_Requirement_
Print each line exactly as it is given.

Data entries

====================

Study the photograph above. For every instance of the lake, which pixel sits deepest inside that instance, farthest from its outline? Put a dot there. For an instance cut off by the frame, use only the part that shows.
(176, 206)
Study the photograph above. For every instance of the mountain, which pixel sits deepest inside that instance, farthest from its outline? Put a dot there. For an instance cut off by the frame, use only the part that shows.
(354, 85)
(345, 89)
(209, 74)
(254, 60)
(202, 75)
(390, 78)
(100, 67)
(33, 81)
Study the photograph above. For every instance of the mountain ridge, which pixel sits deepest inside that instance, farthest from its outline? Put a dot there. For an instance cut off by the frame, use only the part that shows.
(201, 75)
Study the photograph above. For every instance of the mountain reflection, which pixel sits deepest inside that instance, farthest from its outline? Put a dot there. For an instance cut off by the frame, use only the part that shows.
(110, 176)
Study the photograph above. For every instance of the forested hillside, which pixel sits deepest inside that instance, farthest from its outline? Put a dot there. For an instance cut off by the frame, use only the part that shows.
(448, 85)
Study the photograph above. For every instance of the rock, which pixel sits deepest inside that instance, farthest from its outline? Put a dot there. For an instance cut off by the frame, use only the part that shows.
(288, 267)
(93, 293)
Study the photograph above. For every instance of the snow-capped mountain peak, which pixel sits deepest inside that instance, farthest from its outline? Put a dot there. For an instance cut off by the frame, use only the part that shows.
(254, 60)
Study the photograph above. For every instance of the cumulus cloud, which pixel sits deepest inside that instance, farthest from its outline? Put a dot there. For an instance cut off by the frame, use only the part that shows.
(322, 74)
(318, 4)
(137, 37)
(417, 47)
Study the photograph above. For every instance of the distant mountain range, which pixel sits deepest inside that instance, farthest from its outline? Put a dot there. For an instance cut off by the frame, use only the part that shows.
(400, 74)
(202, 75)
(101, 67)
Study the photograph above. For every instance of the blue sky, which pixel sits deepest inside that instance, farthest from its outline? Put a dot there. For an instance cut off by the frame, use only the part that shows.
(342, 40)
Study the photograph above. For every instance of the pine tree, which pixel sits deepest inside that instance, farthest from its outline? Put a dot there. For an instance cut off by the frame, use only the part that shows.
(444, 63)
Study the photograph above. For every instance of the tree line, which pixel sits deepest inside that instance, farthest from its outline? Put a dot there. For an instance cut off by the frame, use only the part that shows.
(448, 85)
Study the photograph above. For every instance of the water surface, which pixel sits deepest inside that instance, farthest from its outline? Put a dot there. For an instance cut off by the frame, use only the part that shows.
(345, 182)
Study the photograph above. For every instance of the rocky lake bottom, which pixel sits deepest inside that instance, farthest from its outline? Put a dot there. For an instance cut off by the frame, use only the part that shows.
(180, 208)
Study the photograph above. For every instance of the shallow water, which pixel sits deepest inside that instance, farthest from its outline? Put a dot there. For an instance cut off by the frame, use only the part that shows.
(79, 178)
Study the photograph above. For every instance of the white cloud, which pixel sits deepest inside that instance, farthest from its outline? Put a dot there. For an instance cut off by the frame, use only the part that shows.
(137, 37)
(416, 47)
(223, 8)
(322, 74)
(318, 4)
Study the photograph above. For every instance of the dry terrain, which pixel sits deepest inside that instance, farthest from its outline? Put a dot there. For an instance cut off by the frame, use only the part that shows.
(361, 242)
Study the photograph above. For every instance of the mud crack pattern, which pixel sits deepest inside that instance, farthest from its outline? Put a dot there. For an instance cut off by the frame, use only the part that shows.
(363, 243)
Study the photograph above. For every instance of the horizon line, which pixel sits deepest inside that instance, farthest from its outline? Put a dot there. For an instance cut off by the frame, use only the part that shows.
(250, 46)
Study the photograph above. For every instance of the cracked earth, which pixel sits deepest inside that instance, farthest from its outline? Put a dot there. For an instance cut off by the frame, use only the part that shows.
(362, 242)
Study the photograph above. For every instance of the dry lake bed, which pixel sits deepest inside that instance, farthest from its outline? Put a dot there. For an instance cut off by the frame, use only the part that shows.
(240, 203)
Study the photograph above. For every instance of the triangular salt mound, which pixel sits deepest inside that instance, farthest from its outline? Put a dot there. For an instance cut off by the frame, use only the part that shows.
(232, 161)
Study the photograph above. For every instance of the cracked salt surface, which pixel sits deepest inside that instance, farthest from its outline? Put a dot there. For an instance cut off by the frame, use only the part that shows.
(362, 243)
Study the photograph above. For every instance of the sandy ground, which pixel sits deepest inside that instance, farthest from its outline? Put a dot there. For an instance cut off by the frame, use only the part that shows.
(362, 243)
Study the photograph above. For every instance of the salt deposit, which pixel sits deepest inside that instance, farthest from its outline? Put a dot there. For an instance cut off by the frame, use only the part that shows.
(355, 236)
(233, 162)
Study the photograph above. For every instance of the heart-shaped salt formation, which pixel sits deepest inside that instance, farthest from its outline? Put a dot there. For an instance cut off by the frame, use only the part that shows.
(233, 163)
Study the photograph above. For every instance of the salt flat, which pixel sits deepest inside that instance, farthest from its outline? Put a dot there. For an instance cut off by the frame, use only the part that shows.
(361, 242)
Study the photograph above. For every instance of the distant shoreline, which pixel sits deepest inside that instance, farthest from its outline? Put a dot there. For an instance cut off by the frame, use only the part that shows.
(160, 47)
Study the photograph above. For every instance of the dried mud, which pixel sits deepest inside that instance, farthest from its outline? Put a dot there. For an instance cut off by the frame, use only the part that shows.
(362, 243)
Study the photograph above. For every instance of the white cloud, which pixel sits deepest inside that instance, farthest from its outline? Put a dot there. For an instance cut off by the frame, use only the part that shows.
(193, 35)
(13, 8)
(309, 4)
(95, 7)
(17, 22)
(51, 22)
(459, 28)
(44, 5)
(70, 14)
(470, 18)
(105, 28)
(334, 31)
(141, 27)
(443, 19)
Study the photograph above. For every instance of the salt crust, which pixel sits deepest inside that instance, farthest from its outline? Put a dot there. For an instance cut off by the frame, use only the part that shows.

====================

_Final result_
Study the photograph above. For every instance of the lake, which pixel sits deepest inside that instance, farthest from its outline? Put a dot there. For an instance cut off by the frame, use only the part that shows.
(176, 206)
Study the photograph above. For every instance of the mountain, which pixel sits deepest inside that instance, farthest from its outline? Put a dot there. For an instance cut off by the frame, use only the part that shows.
(354, 85)
(345, 89)
(209, 74)
(254, 60)
(202, 75)
(390, 78)
(100, 67)
(33, 81)
Study the photograph above. For every instance of the mountain ridge, which pixel sits deepest inside that instance, farthest from its outline? Put a dot there. For an instance cut off by the frame, use only the part that shows.
(201, 75)
Study the photograph above. For every instance of the mountain reflection, which pixel sits deepest inside that instance, farthest from its outline? Put a dot there. For an instance cut off by the frame, use only the part that shows.
(110, 176)
Study the photograph above. For every instance of the forested hillside, which pixel sits deepest inside that instance, farthest from its outline? Put a dot there. For an instance cut off by the frame, use only the part that shows.
(448, 85)
Study the photograph above. For every instance of the rock, which pixel sits deepest inside that instance, farthest from its outline? Put a dot there. For an instance cut off by the frame, use only the part that shows.
(288, 267)
(93, 293)
Study the photograph above. For every instance of the snow-capped mountain peak, which pixel sits deepest inside that instance, farthest from its outline? Put a dot there. For an instance cut off by the frame, use only the part that shows.
(254, 60)
Study the photograph above. For every instance of the cumulus cloud, which pixel sits deepest inside that instance, farthest from its outline? Put a dot there. For an instance cut off by the frame, use only the part that shows.
(322, 74)
(318, 4)
(137, 37)
(417, 47)
Study the photograph above. For every instance of the distant mountain range, which pixel sits deepest inside that instance, farthest from its outline? Put a dot there. For an instance cut off by the frame, use only the part that shows.
(400, 74)
(202, 75)
(101, 67)
Study the photograph above. For every instance of the blue sky, which pixel sits deepest inside that instance, farthest from its outline? Put a dot there. For an instance cut off by the frame, use only the part that shows.
(342, 40)
Study the photograph above. For every instance of the pine tree, which pixel sits deepest inside that instance, farthest from its outline? Put a dot there. For an instance cut off by the frame, use only the part that shows.
(444, 63)
Study the photograph above. For every instance of the tree line, which pixel sits deepest inside that instance, farthest from its outline? Put a dot there. For an instance cut off by the frame, use only the part that shows.
(448, 85)
Study the photograph above. For every instance of the water surface, which pixel sits deepest inside that instance, farthest from its outline? Put a dot there. For an instance cut off by the frame, use only the part that shows.
(345, 182)
Study the photograph above. For every instance of the rocky lake bottom, which pixel sits deepest inside that instance, farthest from its outline? Put a dot there. For an instance cut off by the frame, use only the part that shows.
(180, 208)
Study the photograph above. For every instance of the shallow water, which pixel sits deepest inside that instance, farthest from its outline? Put a dot there. For an instance cut off by the frame, use only the part that shows.
(79, 178)
Study the photograph above. For every instance of the white cloud, which pixel sits deepest inside that instance, farthest from its outline? Put a dot there. For an instance cut off by the frame, use only the part that shows.
(137, 37)
(416, 47)
(223, 8)
(322, 74)
(318, 4)
Study the photograph above. For every instance of the dry terrain, which pixel sits deepest inside that instance, farthest from its outline? Put a dot there. For an instance cut off by the frame, use only the part that shows.
(361, 242)
Study the photograph above. For every instance of the mud crack pattern, which pixel sits deepest inside that instance, farthest from its outline? Put a dot there. For an instance cut off by the frame, use only the part that shows.
(363, 243)
Study the photograph above. For every instance of the horizon line, which pixel sits deepest inside that instance, farthest from its outline? Put a dot there. For an instance cut off by the frame, use only the part that shows.
(250, 46)
Study the photograph above. For every instance of the cracked earth, which pixel sits deepest inside that instance, farthest from its outline? Put a dot there. For an instance cut off by the frame, use only the part that shows.
(362, 242)
Study the photograph above. For every instance of the dry lake bed, which pixel sits deepest inside that instance, farthest from its outline? Put a dot there. For an instance cut off by the frame, use only the part that shows.
(240, 203)
Study the photograph above. For every instance of the triangular salt mound, which pixel sits deepest inside that instance, farthest from its outline? Put a dot there. For an instance cut off by the frame, use only the part that shows.
(232, 161)
Study the photograph above. For every instance of the cracked salt surface, which pixel sits deepest inside that instance, farthest from its outline? Put a dot there. For an instance cut off by the frame, use only the part that shows.
(362, 243)
Study the photograph above. For every instance of the sandy ground, which pixel sits deepest inside that instance, farthest from its outline? Put a dot there. For an instance cut off by the frame, use only the part that shows.
(362, 243)
Study the photograph above. For every instance of the salt deposit, which pixel sits deepest inside that instance, farthest from its outline? Put a dot there. For an instance cut off by the frame, use only the part that shows.
(355, 236)
(233, 162)
Study the photograph above. For every instance of the heart-shaped salt formation, which pixel sits deepest inside that instance, farthest from its outline? Put a dot there. For an instance cut off by the frame, use only the part that shows.
(233, 163)
Study the photograph above. For every instance of the salt flat, which pixel sits deepest inside that instance, farthest from its outline? Put a dot there. For an instance cut off by the frame, use only the part that shows.
(361, 242)
Study the photograph above. For every instance of the distant shoreline, which pixel sits deepest inside that instance, farthest from its outline? Put a dot there. For an instance cut off by the frame, use only the part that shows.
(160, 47)
Study the photograph above. For every instance of the dried mud, which pixel sits deepest inside that instance, farthest from its outline? Put a dot there. For an instance cut off by the frame, use only the part that shows.
(362, 243)
Study the photograph above. For every instance of the white cloud, which pixel sits deepest inside that instance, farthest from its outline? Put a dot there. For an instance cut off by the frame, use only the part that shows.
(193, 35)
(13, 8)
(309, 4)
(95, 7)
(17, 22)
(51, 22)
(459, 28)
(44, 5)
(70, 14)
(470, 18)
(105, 28)
(334, 31)
(141, 27)
(443, 19)
Study the photograph above. For every instance of the salt crust, which pixel sits deepest inside that instance, farthest from its outline? Put a dot there. For an instance cut off by the frame, use only the part that shows.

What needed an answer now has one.